Yönergeler
**1)** Türkiye'nin kuluçka ekosistemini anlatan yazıya göre Türkiye'deki kuluçka merkezlerinde destek süreci ne kadar sürüyor?
**2)** Kuluçka ekosistemi yazısında "Türkiye’nin Kuluçka Ekosistemine" ifadesinden "merkezlerin kurulduğunu görüyoruz." ifadesine kadar olan bölümü aynen yeniden yazın.
**3)** Kuluçka ve hızlandırıcı merkezler üzerine olan yazıyı son cümlesinden sonra sürdürün.

Türkiye’nin Kuluçka Ekosistemine Kuşbakışı
Salih Ergüt,
AveaLabs Genel Müdürü
Son yıllarda tüm dünyada artan ihtiyaçlar doğ- rultusunda küçük çaplı teknoloji firmaları “start-ups” kurulmuş ve bu firmalar ihtiyaç duyulan
ürünleri hayata geçirip, ticaretini yaparak büyümeyi hedeflemiştir. Start-up
firmalar ürünlerini geliştirirken en baştan son aşamaya kadar bir takım ayni ve
nakdi gereksinimlere ihtiyaç duymakta ve bu gereksinimlerin başında teknik ve
ticari mentorluk, eğitim, fiziksel çalışma alanı ve finansal destek
gelmektedir. Türkiye’de ise start-up firmaların ihtiyaçlarını karşılamak
amacıyla “Kuluçka” ve “Hızlandırıcı” merkezlerin kurulduğunu görüyoruz.
“Kuluçka
Merkezleri” start-up firmalara, ürünlerini geliştirme sürecinde
hayatta kalabilmeleri ve büyüyebilmeleri için ihtiyaç duydukları alanlarda
destek olmayı amaçlayan kuruluşlardır. Türkiye Kuluçka Merkezlerinde destek
sürecinin, ürünün fikir aşamasından ticarileştiği ana kadar sürdüğü (6-18 ay
arası) ücret talep etmeksizin ofis alanı, eğitim, teknik-ticari mentorluk ve
ortak proje geliştirebilme gibi olanaklar sunulduğu gözlemlenmektedir.
“Hızlandırıcı
Merkezler” ise; start-up firmalara global piyasada hayatta kalmalarını sağlamak
amacıyla danışmanlık hizmeti, kısa sürede ihtiyaç duydukları konularda bilgi
sahibi olmaları için hızlandırılmış eğitim, ürünlerinin prototipini
oluşturabilmeleri için kullanabilecekleri çalışma alanı ve çoğunlukla finansal
destek sağlayan kuruluşlardır. Kuluçka Merkezleri’nden farklı olarak, start-up
firmalara nakdi destek sağlama ve ürünlerini test etme olanağı sunma konusunda
daha aktif merkezlerdir.

Alıntılanan Veriler
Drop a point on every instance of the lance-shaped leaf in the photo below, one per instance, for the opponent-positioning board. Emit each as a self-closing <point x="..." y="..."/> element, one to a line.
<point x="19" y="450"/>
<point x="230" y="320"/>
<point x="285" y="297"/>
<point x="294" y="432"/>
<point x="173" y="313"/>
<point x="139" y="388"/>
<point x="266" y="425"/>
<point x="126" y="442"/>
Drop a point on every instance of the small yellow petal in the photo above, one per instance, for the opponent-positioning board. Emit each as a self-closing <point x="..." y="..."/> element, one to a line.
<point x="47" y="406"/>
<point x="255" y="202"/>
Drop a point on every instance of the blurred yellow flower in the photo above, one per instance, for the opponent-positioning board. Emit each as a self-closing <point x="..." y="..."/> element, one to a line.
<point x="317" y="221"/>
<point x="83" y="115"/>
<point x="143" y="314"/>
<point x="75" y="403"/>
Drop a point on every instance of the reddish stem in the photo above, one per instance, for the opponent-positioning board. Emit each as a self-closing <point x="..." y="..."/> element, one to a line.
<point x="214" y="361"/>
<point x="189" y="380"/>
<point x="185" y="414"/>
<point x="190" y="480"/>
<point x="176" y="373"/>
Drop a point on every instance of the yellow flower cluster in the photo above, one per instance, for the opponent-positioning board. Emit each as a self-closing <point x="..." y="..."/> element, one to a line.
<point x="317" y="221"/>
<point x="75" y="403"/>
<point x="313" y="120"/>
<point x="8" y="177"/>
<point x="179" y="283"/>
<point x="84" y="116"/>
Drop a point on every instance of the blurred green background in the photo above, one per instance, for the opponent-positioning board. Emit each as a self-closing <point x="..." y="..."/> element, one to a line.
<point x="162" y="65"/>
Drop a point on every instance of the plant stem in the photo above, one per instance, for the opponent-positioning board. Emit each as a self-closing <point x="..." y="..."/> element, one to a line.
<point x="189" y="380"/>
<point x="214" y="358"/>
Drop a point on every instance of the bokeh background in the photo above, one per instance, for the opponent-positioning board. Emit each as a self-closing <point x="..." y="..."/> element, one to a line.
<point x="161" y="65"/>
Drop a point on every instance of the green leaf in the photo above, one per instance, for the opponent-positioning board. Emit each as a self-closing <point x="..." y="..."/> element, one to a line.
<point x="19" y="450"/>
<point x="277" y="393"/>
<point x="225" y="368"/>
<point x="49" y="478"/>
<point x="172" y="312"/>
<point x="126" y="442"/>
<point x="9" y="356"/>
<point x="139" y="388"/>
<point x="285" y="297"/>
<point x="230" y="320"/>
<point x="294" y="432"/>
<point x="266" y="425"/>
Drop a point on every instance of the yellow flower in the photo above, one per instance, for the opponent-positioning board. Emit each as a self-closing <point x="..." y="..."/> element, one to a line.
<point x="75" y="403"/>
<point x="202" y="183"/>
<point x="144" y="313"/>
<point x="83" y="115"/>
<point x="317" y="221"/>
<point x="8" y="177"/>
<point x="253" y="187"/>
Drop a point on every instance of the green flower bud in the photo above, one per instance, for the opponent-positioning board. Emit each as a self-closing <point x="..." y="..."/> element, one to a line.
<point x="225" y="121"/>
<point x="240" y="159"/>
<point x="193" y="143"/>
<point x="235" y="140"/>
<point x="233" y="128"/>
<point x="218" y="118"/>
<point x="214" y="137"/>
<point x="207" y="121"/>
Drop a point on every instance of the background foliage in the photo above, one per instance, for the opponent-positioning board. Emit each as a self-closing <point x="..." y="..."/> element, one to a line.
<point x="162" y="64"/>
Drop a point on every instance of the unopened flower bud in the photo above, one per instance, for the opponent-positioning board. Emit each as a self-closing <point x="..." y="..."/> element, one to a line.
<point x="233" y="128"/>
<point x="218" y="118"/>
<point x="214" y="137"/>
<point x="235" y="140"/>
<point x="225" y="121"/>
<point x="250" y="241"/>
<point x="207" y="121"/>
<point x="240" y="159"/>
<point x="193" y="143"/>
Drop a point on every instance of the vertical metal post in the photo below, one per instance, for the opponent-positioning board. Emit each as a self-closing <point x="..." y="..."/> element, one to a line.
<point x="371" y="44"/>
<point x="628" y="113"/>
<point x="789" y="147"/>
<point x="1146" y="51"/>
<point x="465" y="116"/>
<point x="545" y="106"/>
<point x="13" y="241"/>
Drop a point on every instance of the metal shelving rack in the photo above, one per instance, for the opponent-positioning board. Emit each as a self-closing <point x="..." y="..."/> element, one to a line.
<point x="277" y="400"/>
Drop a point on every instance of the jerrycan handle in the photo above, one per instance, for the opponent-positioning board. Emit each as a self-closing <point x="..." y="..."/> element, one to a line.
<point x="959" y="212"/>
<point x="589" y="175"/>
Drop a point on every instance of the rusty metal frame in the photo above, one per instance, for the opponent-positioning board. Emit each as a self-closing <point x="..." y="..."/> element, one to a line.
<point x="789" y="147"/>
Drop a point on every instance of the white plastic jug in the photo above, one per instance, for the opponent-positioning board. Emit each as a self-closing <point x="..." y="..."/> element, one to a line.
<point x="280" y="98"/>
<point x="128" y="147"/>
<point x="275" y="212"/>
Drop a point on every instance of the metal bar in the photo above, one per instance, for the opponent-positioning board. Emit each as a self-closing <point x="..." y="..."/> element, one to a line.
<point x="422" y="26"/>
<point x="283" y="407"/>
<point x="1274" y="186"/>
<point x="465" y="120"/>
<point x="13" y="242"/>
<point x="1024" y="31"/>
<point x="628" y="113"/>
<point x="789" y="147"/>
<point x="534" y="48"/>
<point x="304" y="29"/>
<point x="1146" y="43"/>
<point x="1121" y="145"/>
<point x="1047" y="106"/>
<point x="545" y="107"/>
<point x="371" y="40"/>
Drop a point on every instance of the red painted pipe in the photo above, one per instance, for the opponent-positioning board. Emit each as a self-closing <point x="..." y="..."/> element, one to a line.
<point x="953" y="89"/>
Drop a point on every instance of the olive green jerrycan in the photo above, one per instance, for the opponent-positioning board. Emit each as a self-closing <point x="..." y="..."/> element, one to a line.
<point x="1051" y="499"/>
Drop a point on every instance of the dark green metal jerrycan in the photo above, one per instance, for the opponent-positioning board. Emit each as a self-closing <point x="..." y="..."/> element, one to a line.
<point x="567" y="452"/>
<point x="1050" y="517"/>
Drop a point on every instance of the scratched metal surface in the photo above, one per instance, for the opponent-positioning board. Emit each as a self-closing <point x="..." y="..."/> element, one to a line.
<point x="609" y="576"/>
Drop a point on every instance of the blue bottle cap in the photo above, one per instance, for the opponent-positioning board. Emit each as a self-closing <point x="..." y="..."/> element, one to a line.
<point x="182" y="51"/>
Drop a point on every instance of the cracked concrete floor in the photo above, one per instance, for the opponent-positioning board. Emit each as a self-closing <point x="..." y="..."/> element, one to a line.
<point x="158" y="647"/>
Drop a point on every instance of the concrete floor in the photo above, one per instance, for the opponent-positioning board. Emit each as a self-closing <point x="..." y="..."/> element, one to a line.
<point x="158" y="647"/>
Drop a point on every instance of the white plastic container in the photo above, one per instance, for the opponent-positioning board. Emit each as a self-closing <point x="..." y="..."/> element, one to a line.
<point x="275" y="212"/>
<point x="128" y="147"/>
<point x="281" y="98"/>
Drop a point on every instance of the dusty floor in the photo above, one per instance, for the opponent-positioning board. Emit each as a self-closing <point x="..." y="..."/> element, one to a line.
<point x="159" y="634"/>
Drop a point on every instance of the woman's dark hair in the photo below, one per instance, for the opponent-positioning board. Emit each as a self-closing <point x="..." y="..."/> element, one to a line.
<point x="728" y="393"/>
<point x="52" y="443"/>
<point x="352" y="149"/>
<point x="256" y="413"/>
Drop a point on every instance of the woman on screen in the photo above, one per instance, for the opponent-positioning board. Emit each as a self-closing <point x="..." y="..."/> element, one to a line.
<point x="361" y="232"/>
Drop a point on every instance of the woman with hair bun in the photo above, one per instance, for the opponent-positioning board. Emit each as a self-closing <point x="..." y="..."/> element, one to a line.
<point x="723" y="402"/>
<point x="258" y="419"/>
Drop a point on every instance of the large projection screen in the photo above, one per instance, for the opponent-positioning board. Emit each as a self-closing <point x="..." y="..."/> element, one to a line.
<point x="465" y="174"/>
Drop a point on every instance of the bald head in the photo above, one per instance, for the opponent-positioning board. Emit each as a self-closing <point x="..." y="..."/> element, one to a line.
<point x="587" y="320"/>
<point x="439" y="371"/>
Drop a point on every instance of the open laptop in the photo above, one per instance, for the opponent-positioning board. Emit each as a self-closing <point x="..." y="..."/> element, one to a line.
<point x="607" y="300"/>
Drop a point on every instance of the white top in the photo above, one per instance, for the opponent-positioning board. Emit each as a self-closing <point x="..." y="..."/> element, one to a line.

Görev Yanıtları
**1)** Destek süreci ürünün fikir aşamasından ticarileştiği ana kadar, 6 ile 18 ay arasında sürüyor.

**2)**
Türkiye’nin Kuluçka Ekosistemine Kuşbakışı
Salih Ergüt,
AveaLabs Genel Müdürü
Son yıllarda tüm dünyada artan ihtiyaçlar doğ- rultusunda küçük çaplı teknoloji firmaları “start-ups” kurulmuş ve bu firmalar ihtiyaç duyulan
ürünleri hayata geçirip, ticaretini yaparak büyümeyi hedeflemiştir. Start-up
firmalar ürünlerini geliştirirken en baştan son aşamaya kadar bir takım ayni ve
nakdi gereksinimlere ihtiyaç duymakta ve bu gereksinimlerin başında teknik ve
ticari mentorluk, eğitim, fiziksel çalışma alanı ve finansal destek
gelmektedir. Türkiye’de ise start-up firmaların ihtiyaçlarını karşılamak
amacıyla “Kuluçka” ve “Hızlandırıcı” merkezlerin kurulduğunu görüyoruz.

**3)**
Türkiye’deki
Merkezlerde Kuluçka ve Hızlandırıcı tanımlarında anlam karmaşası olduğu
görülüyor!
Kuluçka Merkezi adı altında kendini lanse eden merkezler incelendiğinde,
Kuluçka Merkezlerinin de kendi içinde ayrışabileceği söylenebilir. Merkezlerin
verdiği desteklere göre Kuluçka merkezi taksonomisi “Kurumsal” , “Özel” ve “Üniversite” olmak üzere üç gruba
ayrılabilir. Kurumsal firmaların kendi bünyesinde oluşturdukları “kurumsal”
Kuluçka Merkezleri, kar odaklılığı yüksek olduğu için start-up firmalarla ürün
geliştirme sürecinde daha çok iş birliği içinde çalışır ve kendi olanaklarını
(örneğin; test laboratuvarları) kullanma imkanı sunar. Bir şirket mantığında
kurulan “özel” Kuluçka Merkezleri de, danışmanlık ve mentorluk noktalarına daha
çok odaklanır ve kısmen nakdi yardım sağlayarak start-up firmaları destekler.
Üniversite bünyesinde kurulan “üniversite” Kuluçka Merkezleri ise; start-up
firmalara üniversite ağını ve altyapısını kullanma imkanı sunar ve kısmen
finansal destek sağlayarak bu firmaların gelişmesine katkıda bulunur. Ayrıca Özel
ve Üniversite Kuluçka Merkezlerinin farklı merkezlerle de işbirliği yapmakta ve
dayanışma ile girişimcileri daha fazla desteklemeye çalışmaktadırlar. Kuluçka
hizmetlerinin böyle geniş bir yelpazeyi kapsadığı girişimcilik ortamında,
start-up firmaların kendi ihtiyaçları doğrultusunda ve kendi alanına/sektörüne
hitap edecek kuluçka merkezlerini belirlemeleri ve onlarla çalışmaları kritik
önem taşımaktadır.
Hızlandırıcı Merkezlerini de kendi içinde “kurumsal” ve “üniversite” olmak üzere iki sınıfa ayırmak mümkün.
“Kurumsal” olarak sınıflandırılan Hızlandırıcı Merkezler, daha çok kâr odaklı
olduğu söylenebilir. Start-up firmalarla daha yoğun iş birliği içinde çalışır
ve böylece daha kısa sürede ürünlerin ticarileşme aşamasına gelmesi sağlanır.
Üniversite bünyesinde kurulan “üniversite” Hızlandırıcı Merkezlerine göre, daha
çok nakdi destek sağlar ve kendi şirket olanaklarını kullandırarak start-up
firmalara ürünlerini test etme olanağı sunar.
Genel olarak hızlandırıcı ve kuluçka merkezi adı altında Üniversite
yapılanmasını ikiye bölsek de, Üniversite Kuluçka Merkezi ile Üniversite
Hızlandırıcı Merkezlerin arasında sadece süre açısından farklılık gösterdiği de
gözden kaçmamalıdır.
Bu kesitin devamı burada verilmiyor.